Your goal: Render the rows below as a Markdown table with the columns Line and Content. Number each line and omit blank ones. Leave the pictures out of the table.

Task inputs:
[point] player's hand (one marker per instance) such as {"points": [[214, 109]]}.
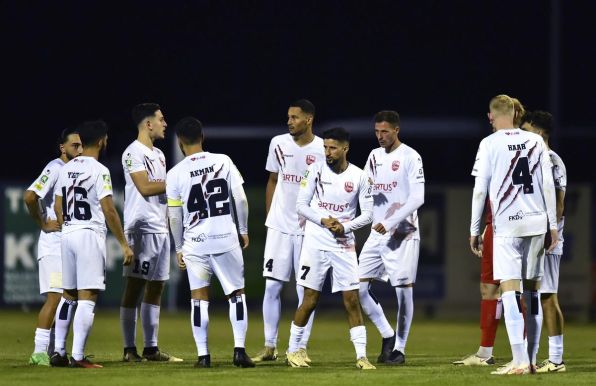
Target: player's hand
{"points": [[181, 263], [245, 241], [554, 235], [51, 226], [128, 255], [380, 228], [475, 245]]}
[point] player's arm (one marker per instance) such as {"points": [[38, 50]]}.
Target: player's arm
{"points": [[269, 190], [113, 221], [145, 187]]}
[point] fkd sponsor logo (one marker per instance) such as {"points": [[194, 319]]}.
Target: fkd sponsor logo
{"points": [[349, 186]]}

Finished answer:
| Line | Content |
|---|---|
| 1 | [point] player's hand (one marker per instance) such as {"points": [[214, 109]]}. |
| 2 | Target: player's hand |
| 3 | {"points": [[181, 263], [245, 241], [554, 235], [51, 226], [128, 255], [380, 228], [475, 245]]} |
| 4 | [point] player's arm (one marker per instance) such as {"points": [[38, 50]]}. |
| 5 | Target: player's arm |
| 6 | {"points": [[269, 190], [113, 221], [145, 187]]} |
| 7 | [point] fkd sponsor logo (one marker per instance) such as {"points": [[194, 319]]}. |
| 8 | Target: fkd sponsor logo |
| 9 | {"points": [[349, 186]]} |